Copy each entry below exactly.

── Material shown ──

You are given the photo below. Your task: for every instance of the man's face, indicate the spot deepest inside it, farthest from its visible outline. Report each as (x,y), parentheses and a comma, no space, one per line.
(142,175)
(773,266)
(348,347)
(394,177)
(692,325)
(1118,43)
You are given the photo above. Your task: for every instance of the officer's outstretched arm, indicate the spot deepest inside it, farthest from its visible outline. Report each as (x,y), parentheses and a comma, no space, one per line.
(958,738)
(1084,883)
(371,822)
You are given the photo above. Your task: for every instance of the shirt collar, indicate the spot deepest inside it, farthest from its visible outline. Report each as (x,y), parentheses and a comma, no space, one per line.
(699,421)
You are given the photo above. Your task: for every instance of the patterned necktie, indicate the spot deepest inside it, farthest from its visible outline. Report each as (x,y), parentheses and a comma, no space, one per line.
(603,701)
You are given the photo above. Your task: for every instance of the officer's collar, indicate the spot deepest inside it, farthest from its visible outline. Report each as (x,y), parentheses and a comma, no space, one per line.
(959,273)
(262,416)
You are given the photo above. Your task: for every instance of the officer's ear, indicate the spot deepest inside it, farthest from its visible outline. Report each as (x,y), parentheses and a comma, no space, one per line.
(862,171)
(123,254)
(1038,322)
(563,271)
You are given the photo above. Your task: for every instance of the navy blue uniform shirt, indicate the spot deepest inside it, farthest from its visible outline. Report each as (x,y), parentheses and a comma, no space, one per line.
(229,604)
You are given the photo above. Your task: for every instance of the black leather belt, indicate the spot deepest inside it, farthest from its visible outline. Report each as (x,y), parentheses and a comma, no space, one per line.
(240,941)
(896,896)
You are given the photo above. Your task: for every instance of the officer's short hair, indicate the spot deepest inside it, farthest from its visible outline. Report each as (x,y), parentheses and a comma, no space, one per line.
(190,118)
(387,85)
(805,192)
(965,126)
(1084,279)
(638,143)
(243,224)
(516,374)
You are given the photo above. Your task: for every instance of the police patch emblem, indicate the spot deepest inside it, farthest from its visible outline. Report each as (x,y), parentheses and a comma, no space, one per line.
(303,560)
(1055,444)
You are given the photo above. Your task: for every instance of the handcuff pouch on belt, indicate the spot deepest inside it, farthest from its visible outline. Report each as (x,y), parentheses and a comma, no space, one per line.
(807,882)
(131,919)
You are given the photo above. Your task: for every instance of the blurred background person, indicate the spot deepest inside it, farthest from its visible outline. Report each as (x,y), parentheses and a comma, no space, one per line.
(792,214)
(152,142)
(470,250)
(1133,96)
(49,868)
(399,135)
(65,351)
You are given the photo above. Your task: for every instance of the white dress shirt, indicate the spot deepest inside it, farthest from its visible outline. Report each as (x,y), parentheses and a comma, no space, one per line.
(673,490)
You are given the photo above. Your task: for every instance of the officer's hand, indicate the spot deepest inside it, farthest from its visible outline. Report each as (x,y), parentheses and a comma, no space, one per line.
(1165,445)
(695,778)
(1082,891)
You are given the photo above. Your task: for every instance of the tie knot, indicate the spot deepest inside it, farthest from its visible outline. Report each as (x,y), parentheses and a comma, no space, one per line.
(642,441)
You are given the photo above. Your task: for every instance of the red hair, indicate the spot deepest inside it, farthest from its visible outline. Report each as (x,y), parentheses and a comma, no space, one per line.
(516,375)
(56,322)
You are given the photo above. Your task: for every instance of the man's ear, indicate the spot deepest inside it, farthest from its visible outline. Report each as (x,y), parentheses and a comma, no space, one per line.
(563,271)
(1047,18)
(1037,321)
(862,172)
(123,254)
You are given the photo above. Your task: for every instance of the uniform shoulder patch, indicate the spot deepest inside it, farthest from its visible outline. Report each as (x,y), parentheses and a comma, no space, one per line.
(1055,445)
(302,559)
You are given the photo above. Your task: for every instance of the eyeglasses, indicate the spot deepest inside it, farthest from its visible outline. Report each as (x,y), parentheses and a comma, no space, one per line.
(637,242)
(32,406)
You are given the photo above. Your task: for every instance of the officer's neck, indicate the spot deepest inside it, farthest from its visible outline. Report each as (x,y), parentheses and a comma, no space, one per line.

───

Output below:
You are given the photo below. Your task: for every instance of the man's face, indicate the spot deepest inside it, farthest from its visible outline. Report each as (x,y), parentheses and a comma, no space, one per line.
(142,175)
(773,266)
(348,347)
(394,177)
(692,325)
(1118,43)
You are given the photo above. Your task: for every instance of the officer's outstretched arm, indicate the spot deepest inside it, farthest from its visible outline. Report each as (x,y), parentheses and a comma, no space, one per line.
(958,738)
(1084,883)
(371,822)
You are given the photo above. Your task: for every instance of the shirt collar, indicate the spot deepest inside it, farthest from its visible outline. Report each as (x,y), parentheses and a comma, no space, one per line.
(699,421)
You are given the photo above. Your task: for every instance of the patterned necktie, indicate the spot deepest inside it, farthest from its visible outline. Report each as (x,y), parentheses and a comma, no space, one per line.
(603,701)
You are given the photo above. Your task: for every instance of the officer's collar, indicate the spot deepest inside it, farthest from its visible outline. Report each as (x,y), parentheses and a comma, no space, one per line.
(959,273)
(262,416)
You are given the photo above. Your task: for every instance of the officer's ear, indicate the spot deepest inside it, farthest from its visible outline. Report each as (x,y), parentheses and a comma, no space, one per line.
(862,171)
(123,254)
(1038,322)
(563,271)
You are given the photo above. Your task: for every instance of the navy blue uniform shirt, indicate the spot deepest inside it, farthest from its visible outline. Report each as (x,y), parentheses and a comma, no space, one per line.
(229,604)
You are given the photo above. Your task: for every instance of the black leather belt, indicate the spot deepest inside it, farthest from its visible outline. Report each as (x,y), parentheses and a comma, no space, one per line.
(240,941)
(896,896)
You are given the photo above. Your task: for every instance of the officer's short hair, indicate the spot deepest inside it, farthest from its visible outline. Report each as (x,y), parentheses and a comma, no space, one per line.
(190,118)
(387,85)
(805,192)
(965,126)
(1084,279)
(638,143)
(243,224)
(516,374)
You are given the photo above. Your task: for every instance of the police patch emblem, indicate the spot deepest inside it, farthest from its visible outline. Report each as (x,y), parentheses and a comma, no space, one per line.
(303,560)
(1055,444)
You are given the photo above. Your task: for every instance of the handcuff pouch on belt, indicate the spot deepest inside it, farthest from its visible outline. Report each as (x,y), parentheses and a comma, no space, one per line.
(807,882)
(131,919)
You are given the photo above. Your task: for every instance of the blurred background person, indicate the spot deepest inside it, farthest from its visible outline. Report each as (x,y), parentheses and a comma, no space, one per line.
(792,214)
(152,142)
(470,250)
(1133,96)
(49,868)
(399,135)
(65,351)
You are given the photo above. Your task: for every instance of the white dress shirt, indicate the spot deepest inside it, farthest from its visible outline. Report each as (x,y), parentheses and a comma, no space, one per line.
(673,490)
You are given the photo above. Your task: for every instance of the officer's hand, indicate the spot deepest inside it, farthest from its visible outline. Report each as (x,y), parentheses and a comma, no space, one per line.
(1165,445)
(695,778)
(1082,891)
You are given the photo above. Your task: for every instance of the tie knot, indicate the spot deepest inside it, farthest from its visible outline. Report each as (x,y), parentheses and a comma, no space, one per line.
(642,441)
You are given the photo above. Your task: for every instance of the red hair, indicate the spot deepest inside it, farthest from its visible outline. Report each as (x,y), parentheses and a comma, no space, one per line.
(516,375)
(56,322)
You are given the photo above. Your task: for every instance of the man's ear, indicate the spot deepest inside it, farthest from its visible outline. Report each as (x,y), parentheses and a comma, no space, one per line.
(563,271)
(1047,18)
(1037,321)
(862,172)
(123,254)
You are given the photo above. Your task: for every instance of the uniform shoulder patch, indicate the spot deepest inside it, farthest from its visible outline. Report each as (x,y), parentheses and a comma, no space, one per line.
(1055,445)
(302,559)
You are given the photo above. Your task: for every instance of the eyeglasses, indicate the spot deepest inside it, farthest from its visible outline. Report each as (x,y), parentheses and a comma, no space, one per line.
(637,242)
(32,406)
You are given the photo above. Your task: for every instance of the officer's neck, indicate the spot deepest inside it, farthest from its visible outline. Report each as (x,y), parentheses and a comma, no space, one per line.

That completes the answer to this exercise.